> [Passage shown]
Yeah, I know that I missed the Ruck. Bummer. I had too many irons in the
fire that weekend and accommodations were a hassle this year. Maybe next

Things are going really well up here. The family is all OK. I haven't been
doing much hiking, and I've only been doing some running but I am very
occupied. The focus of my attention has been the study of JuJitsu as an art
form - moving meditation if you will. I've also been doing some competitive
Judo. I'm also looking at a career change (a big positive). The only
negative is that I've recently had some bad reports concerning my health.
Shit happens.

Concerning the folks left at home:
I can only comment on this from my perspective.
As I was a first time thru hiker I made quit a few decisions that were hard
for my family to take or for that matter even to understand.

My Dad (late 60's) never understood. He was negative on the hike from the
time that I first talked to him about it. I think that it was possibly a
generation thing. (You have to work, you have to make money, you have to be
there for your family...)

My Mom always knew that her son was weird and she usually just goes with the
flow, but even she had a hard time seeing my dad so upset about my absence.

Janice was fully supportive even when she couldn't handle it any more. I
don't know how the stay at home people manage to keep things together.
Before I left for the trail I had decided that It was going to be a do or
die situation. This wasn't a figure of speech. Grave bodily injury or death
were required to get me off the trail. We (my family and I) made a covenant,
that no matter what I said on the phone they wouldn't come and pick me up or
graciously receive me home unless I was too injured or ill to walk. They
abided by that covenant and extended it to the point of their own detriment.

> [What you need to do]
1) Duplicate a portion of the thru-hike message, beginning at the words "Things are going" and stopping after the words "concerning my health.".
2) In the thru-hike message, under what condition would the writer's family come to pick him up or receive him home?
3) Write the next part of the thru-hike message, picking up after its final sentence.

> [Recorded information]

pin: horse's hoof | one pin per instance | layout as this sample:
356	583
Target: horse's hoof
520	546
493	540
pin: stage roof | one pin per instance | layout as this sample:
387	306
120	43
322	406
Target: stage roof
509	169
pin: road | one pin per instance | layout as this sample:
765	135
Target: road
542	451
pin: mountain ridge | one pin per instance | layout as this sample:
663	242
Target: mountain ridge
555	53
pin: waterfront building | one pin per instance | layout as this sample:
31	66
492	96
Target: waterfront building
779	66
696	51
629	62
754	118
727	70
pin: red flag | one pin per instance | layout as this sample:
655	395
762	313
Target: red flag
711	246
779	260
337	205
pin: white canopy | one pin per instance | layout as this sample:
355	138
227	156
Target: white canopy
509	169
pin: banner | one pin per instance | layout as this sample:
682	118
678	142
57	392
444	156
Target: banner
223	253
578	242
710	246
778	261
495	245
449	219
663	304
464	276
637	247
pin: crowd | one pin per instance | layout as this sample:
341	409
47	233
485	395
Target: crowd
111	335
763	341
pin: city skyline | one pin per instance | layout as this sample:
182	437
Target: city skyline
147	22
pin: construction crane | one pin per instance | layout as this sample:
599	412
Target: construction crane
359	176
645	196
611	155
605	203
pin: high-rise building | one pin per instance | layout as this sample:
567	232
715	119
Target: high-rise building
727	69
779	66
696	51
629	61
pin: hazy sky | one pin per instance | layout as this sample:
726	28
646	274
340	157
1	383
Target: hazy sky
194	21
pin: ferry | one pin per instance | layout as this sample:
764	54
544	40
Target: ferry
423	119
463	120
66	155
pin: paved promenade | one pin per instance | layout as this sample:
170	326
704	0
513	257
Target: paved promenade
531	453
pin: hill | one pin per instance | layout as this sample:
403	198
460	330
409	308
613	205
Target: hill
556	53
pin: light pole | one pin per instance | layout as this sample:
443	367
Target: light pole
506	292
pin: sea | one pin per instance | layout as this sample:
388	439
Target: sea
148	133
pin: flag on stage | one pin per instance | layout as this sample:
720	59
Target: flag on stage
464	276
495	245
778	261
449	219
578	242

> [Set of answers]
1)
Things are going really well up here. The family is all OK. I haven't been
doing much hiking, and I've only been doing some running but I am very
occupied. The focus of my attention has been the study of JuJitsu as an art
form - moving meditation if you will. I've also been doing some competitive
Judo. I'm also looking at a career change (a big positive). The only
negative is that I've recently had some bad reports concerning my health.

2) Only if he was too injured or ill to walk.

3)
They didn't tell me about their problems for fear that I would get off the

Communication matters. I called home at every opportunity, but the
conversations didn't cut it. They went like this: Hi, I miss you. I'm tired.
I'm having a great time. I really love the people out here. I need a (new
water filter... a new backpack... new this... new that... fill in the blank)
Please call the manufacturer and have them ship it to my next mail drop.
Speaking of mail drops, I can't stand the ramen any more, put in more chili
and I need more food. MORE, MORE, MORE. I love you, I miss you, I did 23
miles today, gotta go get the mail drop, throw the clothes in the dryer, get
a beer, get a pizza, get some sleep. I'll call the next time I get to a
phone. Hug the kids. Bye.

The hiker and the left behinds are living in two different worlds. I believe
that the rigors of the trail mandate that situation. For me, completing an
honest thru hike required the focus of all of my energy and attention to the
trail. (I don't know if it would have to be that way to do a second or
subsequent thru.) My family was the trail. The object of my affection, my
lover if you will, was the trail. I said that I loved and missed my family,
and I did. But I didn't show it. My actions said that I cared about the
trail more than anything. And I did.
But I did an honest thru hike. I'd even qualify for an Avery if I gave a fat
rats a** about awards. ( I don't.)

I talked about this with Eve (my oldest child 17 now 14 when I hiked) this
morning. She summed it up: Dad, we knew that you had to do the hike, and we
wanted you do it successfully. But real communication is important. Phone
calls and letters for six months didn't keep us together, didn't keep us
part of each others lives.

We tried, but we didn't understand each other for six months. Hardships or

Well, it's all good now. The trail can continue to be a teacher long after
you've finished your hike if you will allow it (this is for both the hikers
and the left behinds). Since I've finished I've learned alot more about
commitment and compassion and forgiveness.

I used to think that I knew the answer to the journey vs. destination
argument. I'm not so sure now.

Would I do it again? Sure! Some would say that my hike almost cost me my
family. Not doing the hike most certainly would have.

Would I do it different? Hopefully better. I'll tell ya after the next one.

Should you do yours? Follow your heart. Take care of the folks you love and
Hike your own hike.

Good hiking to all...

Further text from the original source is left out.